## STORED RECORDS
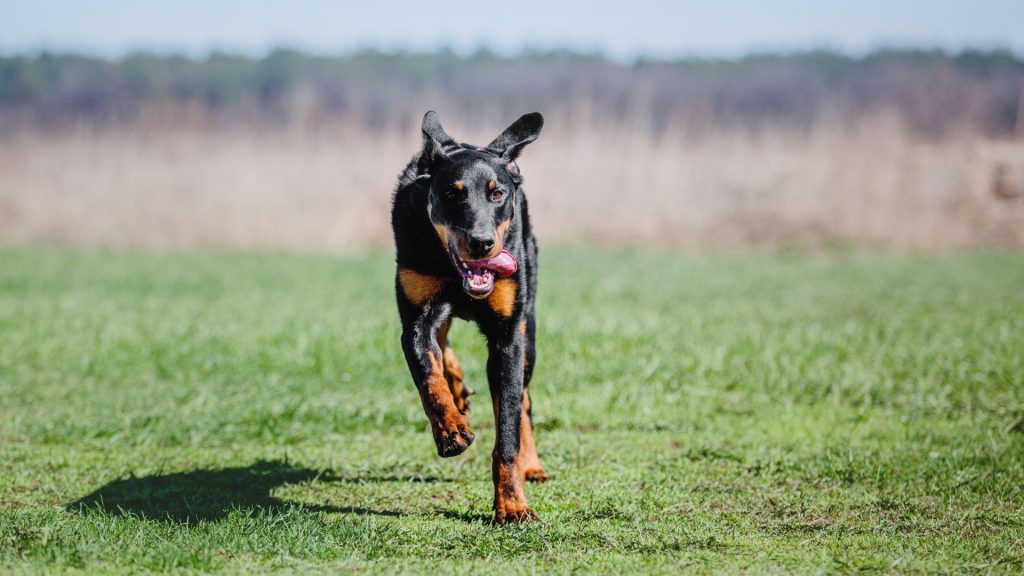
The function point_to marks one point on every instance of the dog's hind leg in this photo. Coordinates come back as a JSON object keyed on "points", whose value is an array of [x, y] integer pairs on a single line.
...
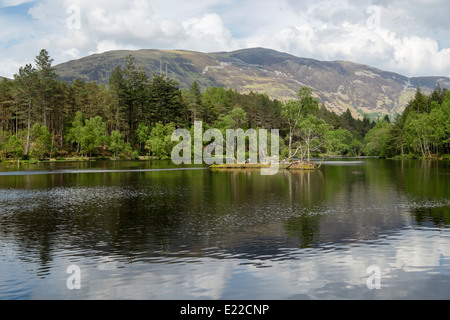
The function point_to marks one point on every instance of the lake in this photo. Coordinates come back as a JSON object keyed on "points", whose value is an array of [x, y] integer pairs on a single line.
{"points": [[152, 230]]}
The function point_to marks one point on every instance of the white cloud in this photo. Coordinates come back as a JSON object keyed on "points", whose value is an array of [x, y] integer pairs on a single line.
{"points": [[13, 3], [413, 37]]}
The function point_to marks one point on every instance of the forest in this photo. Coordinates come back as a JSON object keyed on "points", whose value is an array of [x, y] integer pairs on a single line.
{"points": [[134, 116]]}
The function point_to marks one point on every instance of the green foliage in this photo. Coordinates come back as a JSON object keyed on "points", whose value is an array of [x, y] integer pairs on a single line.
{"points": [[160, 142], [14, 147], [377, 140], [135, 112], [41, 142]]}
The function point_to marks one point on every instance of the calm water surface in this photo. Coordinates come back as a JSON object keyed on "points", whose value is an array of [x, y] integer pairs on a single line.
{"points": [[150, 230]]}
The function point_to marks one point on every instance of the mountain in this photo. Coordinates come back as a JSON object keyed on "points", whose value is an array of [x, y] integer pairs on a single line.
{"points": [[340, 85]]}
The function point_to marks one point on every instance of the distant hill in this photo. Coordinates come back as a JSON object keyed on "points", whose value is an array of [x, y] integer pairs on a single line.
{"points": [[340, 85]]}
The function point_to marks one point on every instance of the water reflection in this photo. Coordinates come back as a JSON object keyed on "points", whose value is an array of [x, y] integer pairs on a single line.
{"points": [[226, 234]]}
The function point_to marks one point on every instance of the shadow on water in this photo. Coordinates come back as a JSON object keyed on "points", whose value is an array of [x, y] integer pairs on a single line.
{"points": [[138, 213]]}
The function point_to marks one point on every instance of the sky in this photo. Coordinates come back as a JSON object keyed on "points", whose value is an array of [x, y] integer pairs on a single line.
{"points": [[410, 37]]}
==
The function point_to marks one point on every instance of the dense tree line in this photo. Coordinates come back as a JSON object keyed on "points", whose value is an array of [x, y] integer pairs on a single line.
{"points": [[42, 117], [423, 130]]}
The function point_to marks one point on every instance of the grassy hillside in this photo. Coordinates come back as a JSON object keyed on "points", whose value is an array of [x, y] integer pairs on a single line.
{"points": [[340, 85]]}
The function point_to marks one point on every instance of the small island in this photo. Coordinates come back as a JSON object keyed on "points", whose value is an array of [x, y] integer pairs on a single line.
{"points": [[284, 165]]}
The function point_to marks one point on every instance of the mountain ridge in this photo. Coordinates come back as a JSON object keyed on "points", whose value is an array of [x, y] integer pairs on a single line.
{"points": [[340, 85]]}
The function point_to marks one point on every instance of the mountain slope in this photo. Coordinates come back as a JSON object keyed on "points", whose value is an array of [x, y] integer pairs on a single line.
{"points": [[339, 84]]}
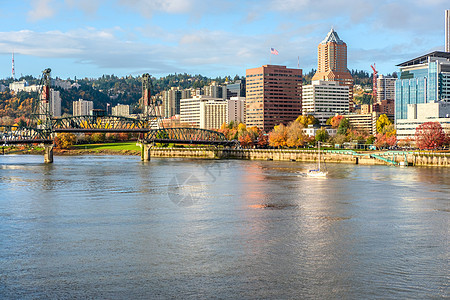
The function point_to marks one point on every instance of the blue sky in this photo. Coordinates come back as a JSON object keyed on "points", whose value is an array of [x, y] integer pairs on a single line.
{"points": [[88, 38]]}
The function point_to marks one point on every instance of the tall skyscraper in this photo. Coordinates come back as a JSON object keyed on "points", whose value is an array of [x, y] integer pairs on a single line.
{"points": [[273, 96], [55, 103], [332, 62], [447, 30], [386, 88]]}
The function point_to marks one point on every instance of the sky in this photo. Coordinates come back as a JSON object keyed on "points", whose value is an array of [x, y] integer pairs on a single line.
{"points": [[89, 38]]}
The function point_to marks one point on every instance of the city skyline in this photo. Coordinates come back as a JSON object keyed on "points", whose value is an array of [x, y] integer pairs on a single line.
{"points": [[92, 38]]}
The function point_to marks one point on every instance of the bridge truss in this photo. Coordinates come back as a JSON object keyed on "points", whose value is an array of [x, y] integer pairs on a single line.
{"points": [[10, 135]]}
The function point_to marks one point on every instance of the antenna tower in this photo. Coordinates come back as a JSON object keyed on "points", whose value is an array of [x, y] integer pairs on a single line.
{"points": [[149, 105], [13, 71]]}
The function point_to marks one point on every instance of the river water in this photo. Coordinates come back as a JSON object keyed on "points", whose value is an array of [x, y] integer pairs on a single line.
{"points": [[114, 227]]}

## WORK TO BE COMPLETED
Copy every line from the listing above that contains the word "forest".

## SOLVED PROBLEM
The function point_to marks one point on every instance of the forest in this photo. Coordinates come back as a JSON object keyed on "points", whose value is an array of [x, y] integer pairs on a single line.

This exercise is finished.